[Record list start]
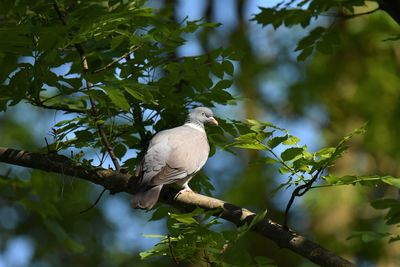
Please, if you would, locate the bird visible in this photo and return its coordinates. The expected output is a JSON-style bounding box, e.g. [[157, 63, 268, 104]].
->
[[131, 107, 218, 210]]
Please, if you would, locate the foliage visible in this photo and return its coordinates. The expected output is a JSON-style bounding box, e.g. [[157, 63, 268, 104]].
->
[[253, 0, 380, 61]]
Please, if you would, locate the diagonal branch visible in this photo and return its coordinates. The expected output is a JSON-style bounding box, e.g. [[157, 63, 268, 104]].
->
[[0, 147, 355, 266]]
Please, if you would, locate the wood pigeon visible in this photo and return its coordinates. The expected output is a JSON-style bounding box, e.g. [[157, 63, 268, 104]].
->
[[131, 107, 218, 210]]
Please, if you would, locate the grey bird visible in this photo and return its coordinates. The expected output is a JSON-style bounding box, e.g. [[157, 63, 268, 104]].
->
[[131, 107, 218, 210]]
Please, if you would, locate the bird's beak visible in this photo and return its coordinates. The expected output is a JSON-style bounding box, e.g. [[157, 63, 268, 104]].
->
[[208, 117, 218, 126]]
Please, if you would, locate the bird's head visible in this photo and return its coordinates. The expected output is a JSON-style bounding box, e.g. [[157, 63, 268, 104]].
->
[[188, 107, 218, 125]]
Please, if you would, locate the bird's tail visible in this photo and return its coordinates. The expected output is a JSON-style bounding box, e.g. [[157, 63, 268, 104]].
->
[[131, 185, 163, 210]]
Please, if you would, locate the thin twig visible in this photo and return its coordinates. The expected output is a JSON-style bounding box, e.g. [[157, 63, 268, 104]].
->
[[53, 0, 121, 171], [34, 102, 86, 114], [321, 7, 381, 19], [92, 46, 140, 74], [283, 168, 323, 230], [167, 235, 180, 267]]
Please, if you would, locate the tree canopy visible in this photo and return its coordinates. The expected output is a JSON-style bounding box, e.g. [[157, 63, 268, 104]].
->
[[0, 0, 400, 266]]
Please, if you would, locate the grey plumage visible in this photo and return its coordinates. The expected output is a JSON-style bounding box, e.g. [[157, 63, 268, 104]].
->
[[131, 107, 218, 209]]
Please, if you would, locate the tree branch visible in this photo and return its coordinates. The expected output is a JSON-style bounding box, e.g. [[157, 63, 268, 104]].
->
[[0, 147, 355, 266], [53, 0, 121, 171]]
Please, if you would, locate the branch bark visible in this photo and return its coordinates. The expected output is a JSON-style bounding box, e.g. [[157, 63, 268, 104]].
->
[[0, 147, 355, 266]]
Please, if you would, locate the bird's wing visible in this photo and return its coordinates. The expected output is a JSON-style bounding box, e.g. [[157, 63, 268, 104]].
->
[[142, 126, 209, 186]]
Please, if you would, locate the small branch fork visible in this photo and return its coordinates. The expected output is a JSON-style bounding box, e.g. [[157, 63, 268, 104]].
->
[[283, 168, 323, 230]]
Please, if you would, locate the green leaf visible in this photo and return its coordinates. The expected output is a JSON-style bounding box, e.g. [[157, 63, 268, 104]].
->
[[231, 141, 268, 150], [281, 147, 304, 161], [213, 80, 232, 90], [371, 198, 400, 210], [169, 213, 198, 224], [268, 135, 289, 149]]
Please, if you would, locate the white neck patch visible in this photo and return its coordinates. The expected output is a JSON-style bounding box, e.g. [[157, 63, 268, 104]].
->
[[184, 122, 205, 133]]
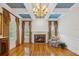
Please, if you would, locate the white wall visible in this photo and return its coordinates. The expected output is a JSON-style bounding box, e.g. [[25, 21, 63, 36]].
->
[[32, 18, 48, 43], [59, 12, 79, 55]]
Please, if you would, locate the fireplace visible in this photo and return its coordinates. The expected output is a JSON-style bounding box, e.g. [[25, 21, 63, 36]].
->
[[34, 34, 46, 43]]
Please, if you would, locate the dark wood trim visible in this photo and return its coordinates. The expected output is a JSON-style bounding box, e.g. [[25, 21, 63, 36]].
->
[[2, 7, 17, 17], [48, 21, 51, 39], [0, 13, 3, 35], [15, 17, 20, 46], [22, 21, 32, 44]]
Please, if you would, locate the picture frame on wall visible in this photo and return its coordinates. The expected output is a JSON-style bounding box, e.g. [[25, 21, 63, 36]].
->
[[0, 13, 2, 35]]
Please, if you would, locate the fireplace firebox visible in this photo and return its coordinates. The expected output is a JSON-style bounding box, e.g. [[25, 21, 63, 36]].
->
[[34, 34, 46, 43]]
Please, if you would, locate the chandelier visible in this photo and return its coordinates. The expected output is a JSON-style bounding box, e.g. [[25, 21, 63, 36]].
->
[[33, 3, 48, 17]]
[Record list end]
Rescale the entries from the line containing "Please, if you would, locate the white neck" through the end of the entries, both ends included. Reproduce the requests unchanged, and multiply each bounding box coordinate in the answers by 2.3, rounding to whole numbers with halves rounded up. Leave the pictures out.

In response:
Please, if you would, locate the white neck patch visible in this photo and return its coordinates. The expected output is a JSON-style bounding box, e.g. [[157, 63, 268, 104]].
->
[[423, 281, 472, 306]]
Please, if you would, locate the white wall visible in this photo and return its coordinates. The expected output is a JSON-style bounding box, e.g. [[25, 21, 63, 36]].
->
[[74, 41, 110, 99], [136, 28, 182, 127]]
Please, if you would, locate the fireplace visible in this photo and return its coordinates. The expected output is a JSON-style bounding box, e.g. [[25, 21, 63, 36]].
->
[[78, 78, 106, 99]]
Please, if you would, locate the dark wood trim visible in this photo and return its coordinates. The expected output is a JSON-style bounding box, e.g. [[25, 21, 63, 36]].
->
[[5, 16, 39, 39], [110, 48, 117, 90], [0, 30, 7, 81], [35, 39, 46, 106], [51, 48, 74, 101]]
Please, if you would, locate the picture frame on wall visible in this photo and return its coordinates. The expected output is a JSON-style bounding box, e.g. [[25, 21, 63, 36]].
->
[[0, 30, 5, 81]]
Please, if you would, locate the fireplace firebox visible in this photo and return its coordinates. The expected output is a JSON-style bounding box, e.g. [[25, 21, 63, 36]].
->
[[78, 78, 106, 99]]
Please, if you would, locate the chandelier visible in this photo and return its coordinates. The expected output is a JSON-style bounding box, e.g. [[25, 21, 63, 36]].
->
[[76, 7, 110, 39]]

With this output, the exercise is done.